■ GOAL
Can you lay out the records from the line containing "butterfly wing in this photo." down to the end of the records as a Markdown table with the columns Row and Line, leaving out any blank lines?

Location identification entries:
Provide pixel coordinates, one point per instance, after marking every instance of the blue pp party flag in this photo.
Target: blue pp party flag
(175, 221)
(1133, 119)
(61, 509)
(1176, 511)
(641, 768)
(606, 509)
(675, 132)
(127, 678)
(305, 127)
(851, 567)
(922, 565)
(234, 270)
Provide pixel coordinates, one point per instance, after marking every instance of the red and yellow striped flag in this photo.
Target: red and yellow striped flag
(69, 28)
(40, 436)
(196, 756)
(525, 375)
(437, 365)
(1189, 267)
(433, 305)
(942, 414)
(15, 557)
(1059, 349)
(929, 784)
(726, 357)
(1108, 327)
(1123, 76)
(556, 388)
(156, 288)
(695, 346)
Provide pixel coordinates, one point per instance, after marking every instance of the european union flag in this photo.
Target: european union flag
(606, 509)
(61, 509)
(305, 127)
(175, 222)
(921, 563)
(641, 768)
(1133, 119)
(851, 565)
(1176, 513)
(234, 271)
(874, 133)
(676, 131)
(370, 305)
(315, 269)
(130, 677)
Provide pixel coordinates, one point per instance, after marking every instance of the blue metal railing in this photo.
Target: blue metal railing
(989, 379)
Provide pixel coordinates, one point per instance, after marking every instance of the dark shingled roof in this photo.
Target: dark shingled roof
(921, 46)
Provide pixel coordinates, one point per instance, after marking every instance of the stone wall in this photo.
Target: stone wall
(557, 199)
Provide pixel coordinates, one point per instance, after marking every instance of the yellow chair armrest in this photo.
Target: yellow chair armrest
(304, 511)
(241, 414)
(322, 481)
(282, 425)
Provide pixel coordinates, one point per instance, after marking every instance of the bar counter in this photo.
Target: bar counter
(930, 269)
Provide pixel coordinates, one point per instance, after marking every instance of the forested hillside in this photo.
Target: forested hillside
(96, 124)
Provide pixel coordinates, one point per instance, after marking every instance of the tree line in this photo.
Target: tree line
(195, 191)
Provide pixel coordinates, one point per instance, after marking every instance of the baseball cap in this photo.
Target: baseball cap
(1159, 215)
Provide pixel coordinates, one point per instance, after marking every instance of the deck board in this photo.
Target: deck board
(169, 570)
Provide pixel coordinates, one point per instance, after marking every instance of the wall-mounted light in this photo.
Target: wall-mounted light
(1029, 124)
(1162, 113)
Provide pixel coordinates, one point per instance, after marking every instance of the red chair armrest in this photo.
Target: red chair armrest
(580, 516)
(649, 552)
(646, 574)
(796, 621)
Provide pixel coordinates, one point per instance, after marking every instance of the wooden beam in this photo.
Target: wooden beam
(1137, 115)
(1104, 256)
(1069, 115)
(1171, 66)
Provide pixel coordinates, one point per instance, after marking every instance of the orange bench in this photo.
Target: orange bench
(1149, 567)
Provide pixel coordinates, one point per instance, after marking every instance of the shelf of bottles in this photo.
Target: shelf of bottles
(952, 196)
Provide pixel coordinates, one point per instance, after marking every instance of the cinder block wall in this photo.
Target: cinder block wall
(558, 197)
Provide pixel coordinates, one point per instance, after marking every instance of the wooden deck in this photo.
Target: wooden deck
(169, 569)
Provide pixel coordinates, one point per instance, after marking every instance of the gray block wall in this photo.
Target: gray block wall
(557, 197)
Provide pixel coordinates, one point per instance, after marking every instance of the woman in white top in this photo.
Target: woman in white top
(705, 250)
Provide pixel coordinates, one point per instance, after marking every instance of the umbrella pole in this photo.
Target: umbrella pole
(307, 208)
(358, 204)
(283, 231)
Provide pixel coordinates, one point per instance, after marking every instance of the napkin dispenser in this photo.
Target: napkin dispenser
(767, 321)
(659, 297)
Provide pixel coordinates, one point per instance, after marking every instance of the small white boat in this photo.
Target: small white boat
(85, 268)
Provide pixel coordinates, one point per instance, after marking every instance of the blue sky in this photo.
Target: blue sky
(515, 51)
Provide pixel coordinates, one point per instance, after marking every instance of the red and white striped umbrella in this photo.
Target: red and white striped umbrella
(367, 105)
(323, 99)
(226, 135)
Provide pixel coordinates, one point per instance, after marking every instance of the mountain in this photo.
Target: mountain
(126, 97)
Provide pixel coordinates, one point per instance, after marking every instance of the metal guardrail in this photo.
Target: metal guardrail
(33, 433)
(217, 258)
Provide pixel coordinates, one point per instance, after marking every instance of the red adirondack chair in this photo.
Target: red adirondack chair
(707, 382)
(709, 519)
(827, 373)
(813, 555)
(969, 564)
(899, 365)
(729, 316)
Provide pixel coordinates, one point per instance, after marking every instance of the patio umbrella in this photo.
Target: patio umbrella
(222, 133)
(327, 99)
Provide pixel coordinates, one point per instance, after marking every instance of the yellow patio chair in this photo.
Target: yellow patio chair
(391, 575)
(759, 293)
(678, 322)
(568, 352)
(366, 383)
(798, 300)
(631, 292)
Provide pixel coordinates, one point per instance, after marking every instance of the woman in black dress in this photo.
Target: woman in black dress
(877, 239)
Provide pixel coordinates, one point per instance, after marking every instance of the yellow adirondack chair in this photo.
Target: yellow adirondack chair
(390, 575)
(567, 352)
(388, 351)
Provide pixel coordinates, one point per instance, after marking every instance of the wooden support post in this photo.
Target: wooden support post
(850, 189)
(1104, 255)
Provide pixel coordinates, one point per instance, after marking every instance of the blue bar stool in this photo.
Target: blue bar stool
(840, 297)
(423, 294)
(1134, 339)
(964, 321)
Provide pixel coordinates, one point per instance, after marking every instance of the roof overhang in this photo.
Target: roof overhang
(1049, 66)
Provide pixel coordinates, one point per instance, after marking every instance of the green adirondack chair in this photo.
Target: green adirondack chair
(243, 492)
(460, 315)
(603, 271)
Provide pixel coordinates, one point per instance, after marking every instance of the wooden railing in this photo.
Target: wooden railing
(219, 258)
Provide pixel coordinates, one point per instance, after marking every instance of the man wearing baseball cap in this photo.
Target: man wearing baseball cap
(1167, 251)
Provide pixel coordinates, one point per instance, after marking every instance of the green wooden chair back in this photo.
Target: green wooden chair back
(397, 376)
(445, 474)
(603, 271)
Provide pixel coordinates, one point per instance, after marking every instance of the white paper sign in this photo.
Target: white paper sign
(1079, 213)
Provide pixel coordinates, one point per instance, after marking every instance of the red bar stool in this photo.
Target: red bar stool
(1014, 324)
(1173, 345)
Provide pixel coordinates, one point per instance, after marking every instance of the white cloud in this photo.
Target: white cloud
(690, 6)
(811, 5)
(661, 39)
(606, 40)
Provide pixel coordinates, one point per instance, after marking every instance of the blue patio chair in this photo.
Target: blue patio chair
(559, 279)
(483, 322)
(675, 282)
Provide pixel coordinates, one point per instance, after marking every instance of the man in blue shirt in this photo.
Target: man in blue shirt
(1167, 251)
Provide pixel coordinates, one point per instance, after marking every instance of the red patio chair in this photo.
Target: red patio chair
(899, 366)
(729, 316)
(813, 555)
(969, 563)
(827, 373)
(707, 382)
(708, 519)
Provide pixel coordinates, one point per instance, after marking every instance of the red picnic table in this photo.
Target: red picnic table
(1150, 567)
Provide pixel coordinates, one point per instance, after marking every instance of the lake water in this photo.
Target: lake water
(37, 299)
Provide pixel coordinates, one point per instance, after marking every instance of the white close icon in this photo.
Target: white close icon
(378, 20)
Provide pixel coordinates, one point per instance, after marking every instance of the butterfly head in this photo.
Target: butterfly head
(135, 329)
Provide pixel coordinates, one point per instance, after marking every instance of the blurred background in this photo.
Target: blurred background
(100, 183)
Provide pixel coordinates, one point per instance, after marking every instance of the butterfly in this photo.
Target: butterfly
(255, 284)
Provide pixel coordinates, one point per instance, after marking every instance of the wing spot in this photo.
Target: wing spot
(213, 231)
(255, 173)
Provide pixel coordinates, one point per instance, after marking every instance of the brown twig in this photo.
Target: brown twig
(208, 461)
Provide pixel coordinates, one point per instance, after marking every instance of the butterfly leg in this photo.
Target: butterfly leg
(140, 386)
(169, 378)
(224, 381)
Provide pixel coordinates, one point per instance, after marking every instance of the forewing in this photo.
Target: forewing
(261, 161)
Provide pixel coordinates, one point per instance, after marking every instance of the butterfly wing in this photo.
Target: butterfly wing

■ ANSWER TO THE PROBLEM
| Row | Line |
|---|---|
| 1 | Provide pixel coordinates, one point per instance, after marking every instance of the butterfly wing in this photo. |
| 2 | Target: butterfly wing |